* [Письменное задание 1]: Воспроизведите фрагмент исходного текста от слов «Итак, мы, феминистки, смотрим» до слов «основана? Как самовоспроизводится?» включительно.
* [Письменное задание 2]: Представьте записи от самого начала до строки с «49, 144, 116, 275» включительно в виде таблицы Markdown со столбцами «№» и «Строка»: в первом укажите порядковый номер, во втором саму строку. Пустые строки пропустите.

* [Исходный текст]:
<<<<

Но это не та проблема, которая могла бы заинтересовать левых. Вы, наверное, и сами это заметили. А правые вовсе не считают её проблемой. Правые пока еще не успели назвать проблему неважной по примеру левых, которые всегда в авангарде. И поскольку они в авангарде, то на виду и их позиция: «Да, проблема есть. Просто она не так уж важна». Правые же, эти динозавры, просто отрицают, что она существует. И нам предлагается выбирать между ними.

Итак, мы, феминистки, смотрим на общество, в котором живём, и пытаемся понять, как бороться с мужской властью. Чтобы понять как победить её, мы должны выяснить, как она организована, как работает. Как она выживает? На чем основана? Как самовоспроизводится?

Мы наблюдаем за мужской властью, за всеми её институтами, пытаемся понять, как они устроены. Нам нужно сломать эту систему — фигурально выражаясь, насыпать песка в их бензобак. Так что мы пытаемся придумать как это сделать.

Мы должны понять, какую роль в поддержании мужской власти над женщинами играют правые и левые, причем смотреть надо не на то, что они говорят, а что делают. Мы должны выйти за рамки реальности, которую они создают для нас своими речами, представляя её так или этак, в зависимости от обстоятельств: «Малышки, мы знаем, что для вас лучше. Мы действуем в ваших интересах». Правые обещают нам мужа, которому, да, действительно, придется повиноваться, но ведь он будет любить нас в обмен на повиновение. Тем более бывают ситуации (как та, в которой мы живём) в которых такой выбор кажется не самым худшим. Ведь это сокращает количество мужчин, которым мы должны повиноваться, с нескольких миллионов до одного.

А левые говорят — в полной уверенности что осчастливили нас — «Малышки, (или, если они особенно прогрессивны, то могут сказать «тёлки», потому что именно так они представляют себе свободу — свободу называть нас так, как им вздумалось в данный момент) малышки, хорошо, мы дадим вам доступ к абортам, а вы дадите нам сексуальный доступ к своим телам. Но если вы перестанете быть доступными и начнёте пороть всю эту чушь про автономное женское движение, то мы прекратим любую поддержку, которую оказывали вам в борьбе за право на аборт: денежную, политическую, общественную. Если ваше право на аборт не будет означать вашу сексуальную доступность для нас, девочки, то вы его не получите». Вот что они делают с нами последние 15 лет.

>>>>

* [Строки данных]:
<<<<

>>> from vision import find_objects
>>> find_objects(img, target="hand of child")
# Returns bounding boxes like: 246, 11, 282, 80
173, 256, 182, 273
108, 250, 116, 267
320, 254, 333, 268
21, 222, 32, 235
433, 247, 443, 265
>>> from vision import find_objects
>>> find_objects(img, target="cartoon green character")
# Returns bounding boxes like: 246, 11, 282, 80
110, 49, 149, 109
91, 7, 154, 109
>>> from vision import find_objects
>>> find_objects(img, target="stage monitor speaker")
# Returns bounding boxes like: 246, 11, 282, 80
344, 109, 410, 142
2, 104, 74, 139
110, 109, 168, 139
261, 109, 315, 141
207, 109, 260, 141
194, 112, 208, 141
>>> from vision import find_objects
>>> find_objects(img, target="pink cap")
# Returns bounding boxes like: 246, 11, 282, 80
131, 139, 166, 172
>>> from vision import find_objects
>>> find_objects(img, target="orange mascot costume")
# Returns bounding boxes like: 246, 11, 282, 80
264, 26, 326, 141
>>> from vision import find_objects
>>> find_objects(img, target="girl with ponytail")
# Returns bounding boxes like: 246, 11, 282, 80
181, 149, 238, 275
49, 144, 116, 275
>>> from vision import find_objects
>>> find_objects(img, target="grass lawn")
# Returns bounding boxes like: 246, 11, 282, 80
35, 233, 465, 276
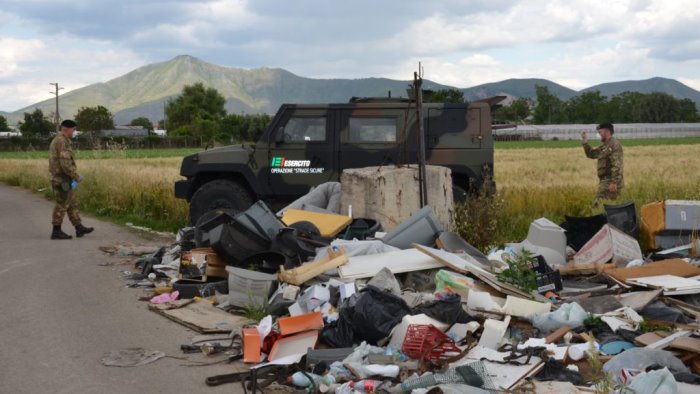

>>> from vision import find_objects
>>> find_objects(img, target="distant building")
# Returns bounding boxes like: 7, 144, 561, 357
100, 126, 148, 137
0, 131, 22, 138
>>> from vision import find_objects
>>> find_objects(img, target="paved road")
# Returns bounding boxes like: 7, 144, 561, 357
0, 184, 242, 393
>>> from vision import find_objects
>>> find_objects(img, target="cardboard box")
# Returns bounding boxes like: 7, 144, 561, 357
277, 312, 323, 336
242, 327, 262, 363
664, 200, 700, 230
178, 248, 228, 282
574, 224, 642, 267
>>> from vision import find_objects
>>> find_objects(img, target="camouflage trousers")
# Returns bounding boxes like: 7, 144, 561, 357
51, 183, 81, 226
593, 179, 621, 208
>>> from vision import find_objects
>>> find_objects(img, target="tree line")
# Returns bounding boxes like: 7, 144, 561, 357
6, 82, 700, 139
495, 86, 700, 124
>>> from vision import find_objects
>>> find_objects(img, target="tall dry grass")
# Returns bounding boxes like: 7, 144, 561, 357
493, 141, 700, 244
0, 141, 700, 240
0, 158, 187, 231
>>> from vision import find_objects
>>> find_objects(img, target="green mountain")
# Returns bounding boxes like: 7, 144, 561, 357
582, 77, 700, 105
462, 78, 577, 100
4, 55, 449, 124
5, 55, 700, 125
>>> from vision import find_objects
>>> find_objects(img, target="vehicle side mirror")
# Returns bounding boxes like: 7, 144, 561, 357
275, 126, 284, 144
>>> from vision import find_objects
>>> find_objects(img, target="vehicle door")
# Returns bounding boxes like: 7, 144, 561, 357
338, 108, 410, 171
268, 107, 338, 197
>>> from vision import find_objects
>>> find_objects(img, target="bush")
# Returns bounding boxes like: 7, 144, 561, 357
454, 179, 504, 251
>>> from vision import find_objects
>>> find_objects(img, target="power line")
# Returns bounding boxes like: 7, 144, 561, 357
49, 82, 63, 131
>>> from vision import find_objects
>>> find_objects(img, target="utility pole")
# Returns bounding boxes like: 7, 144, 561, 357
413, 62, 428, 208
49, 82, 63, 131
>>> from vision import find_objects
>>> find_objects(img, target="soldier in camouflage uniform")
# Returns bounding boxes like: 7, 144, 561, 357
581, 123, 625, 208
49, 120, 93, 239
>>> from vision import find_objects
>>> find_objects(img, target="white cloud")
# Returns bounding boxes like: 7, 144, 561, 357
0, 0, 700, 109
0, 37, 46, 80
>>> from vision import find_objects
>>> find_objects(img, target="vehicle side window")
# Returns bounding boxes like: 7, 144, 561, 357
284, 117, 326, 142
348, 117, 397, 142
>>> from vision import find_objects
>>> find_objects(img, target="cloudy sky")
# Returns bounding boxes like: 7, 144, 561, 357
0, 0, 700, 111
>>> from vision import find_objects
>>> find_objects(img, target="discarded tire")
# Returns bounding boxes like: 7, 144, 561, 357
173, 277, 228, 298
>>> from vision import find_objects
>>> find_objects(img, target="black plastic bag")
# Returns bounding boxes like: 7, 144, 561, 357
321, 285, 411, 347
351, 286, 411, 345
411, 294, 474, 325
534, 357, 583, 386
321, 316, 355, 348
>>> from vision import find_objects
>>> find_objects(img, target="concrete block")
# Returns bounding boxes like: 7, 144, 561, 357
340, 164, 454, 231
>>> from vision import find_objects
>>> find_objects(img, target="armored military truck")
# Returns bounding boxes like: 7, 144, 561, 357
175, 99, 493, 224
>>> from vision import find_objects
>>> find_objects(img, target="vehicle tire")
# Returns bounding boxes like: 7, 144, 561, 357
452, 183, 467, 204
190, 179, 253, 226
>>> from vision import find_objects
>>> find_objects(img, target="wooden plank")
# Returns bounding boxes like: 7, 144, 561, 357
645, 330, 691, 349
627, 275, 700, 295
605, 259, 700, 282
277, 247, 348, 286
412, 244, 536, 301
338, 249, 444, 279
557, 261, 602, 275
149, 301, 250, 334
620, 289, 663, 312
634, 331, 668, 346
577, 295, 623, 315
544, 326, 571, 343
282, 209, 352, 237
669, 337, 700, 353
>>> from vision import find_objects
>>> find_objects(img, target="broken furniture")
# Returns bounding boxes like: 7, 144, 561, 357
209, 201, 284, 265
640, 200, 700, 249
603, 201, 639, 239
340, 165, 453, 230
506, 218, 566, 268
382, 205, 442, 249
282, 209, 352, 237
226, 265, 277, 308
574, 224, 642, 267
561, 214, 608, 251
278, 247, 348, 286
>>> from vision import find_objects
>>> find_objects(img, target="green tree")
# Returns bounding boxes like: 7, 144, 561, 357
129, 116, 153, 133
221, 114, 272, 142
19, 108, 56, 137
604, 91, 644, 123
532, 85, 566, 124
75, 105, 114, 133
0, 115, 10, 131
566, 90, 610, 123
426, 89, 466, 104
165, 82, 226, 132
190, 117, 221, 142
508, 98, 531, 122
678, 99, 700, 122
639, 92, 681, 123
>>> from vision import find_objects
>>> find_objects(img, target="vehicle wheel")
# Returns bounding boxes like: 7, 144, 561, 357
452, 183, 467, 204
190, 179, 253, 226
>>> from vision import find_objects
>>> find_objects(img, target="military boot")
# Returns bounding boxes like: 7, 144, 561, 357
51, 226, 73, 239
75, 223, 94, 238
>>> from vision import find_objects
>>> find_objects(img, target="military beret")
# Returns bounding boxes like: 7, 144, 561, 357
61, 119, 78, 129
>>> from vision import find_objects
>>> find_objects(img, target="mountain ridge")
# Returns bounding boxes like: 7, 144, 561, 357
0, 55, 700, 125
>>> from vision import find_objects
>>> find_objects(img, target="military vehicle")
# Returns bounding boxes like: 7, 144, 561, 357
175, 98, 493, 224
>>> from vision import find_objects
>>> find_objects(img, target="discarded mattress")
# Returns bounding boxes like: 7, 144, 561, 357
506, 218, 566, 268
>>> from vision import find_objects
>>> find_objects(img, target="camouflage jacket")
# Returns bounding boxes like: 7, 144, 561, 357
583, 138, 624, 187
49, 133, 80, 183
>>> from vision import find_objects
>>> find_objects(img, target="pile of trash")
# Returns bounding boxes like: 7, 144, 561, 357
117, 186, 700, 393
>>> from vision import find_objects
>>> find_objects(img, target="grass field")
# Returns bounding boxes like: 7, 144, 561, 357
0, 139, 700, 249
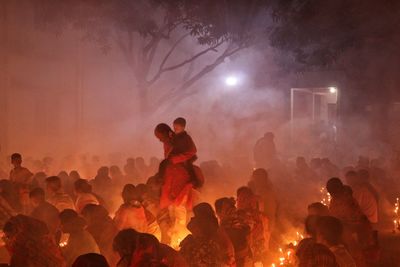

>>>>

* [Правильный ответ 1]:
Итак, мы, феминистки, смотрим на общество, в котором живём, и пытаемся понять, как бороться с мужской властью. Чтобы понять как победить её, мы должны выяснить, как она организована, как работает. Как она выживает? На чем основана? Как самовоспроизводится?

* [Правильный ответ 2]:
| № | Строка |
|---|---|
| 1 | >>> from vision import find_objects |
| 2 | >>> find_objects(img, target="hand of child") |
| 3 | # Returns bounding boxes like: 246, 11, 282, 80 |
| 4 | 173, 256, 182, 273 |
| 5 | 108, 250, 116, 267 |
| 6 | 320, 254, 333, 268 |
| 7 | 21, 222, 32, 235 |
| 8 | 433, 247, 443, 265 |
| 9 | >>> from vision import find_objects |
| 10 | >>> find_objects(img, target="cartoon green character") |
| 11 | # Returns bounding boxes like: 246, 11, 282, 80 |
| 12 | 110, 49, 149, 109 |
| 13 | 91, 7, 154, 109 |
| 14 | >>> from vision import find_objects |
| 15 | >>> find_objects(img, target="stage monitor speaker") |
| 16 | # Returns bounding boxes like: 246, 11, 282, 80 |
| 17 | 344, 109, 410, 142 |
| 18 | 2, 104, 74, 139 |
| 19 | 110, 109, 168, 139 |
| 20 | 261, 109, 315, 141 |
| 21 | 207, 109, 260, 141 |
| 22 | 194, 112, 208, 141 |
| 23 | >>> from vision import find_objects |
| 24 | >>> find_objects(img, target="pink cap") |
| 25 | # Returns bounding boxes like: 246, 11, 282, 80 |
| 26 | 131, 139, 166, 172 |
| 27 | >>> from vision import find_objects |
| 28 | >>> find_objects(img, target="orange mascot costume") |
| 29 | # Returns bounding boxes like: 246, 11, 282, 80 |
| 30 | 264, 26, 326, 141 |
| 31 | >>> from vision import find_objects |
| 32 | >>> find_objects(img, target="girl with ponytail") |
| 33 | # Returns bounding boxes like: 246, 11, 282, 80 |
| 34 | 181, 149, 238, 275 |
| 35 | 49, 144, 116, 275 |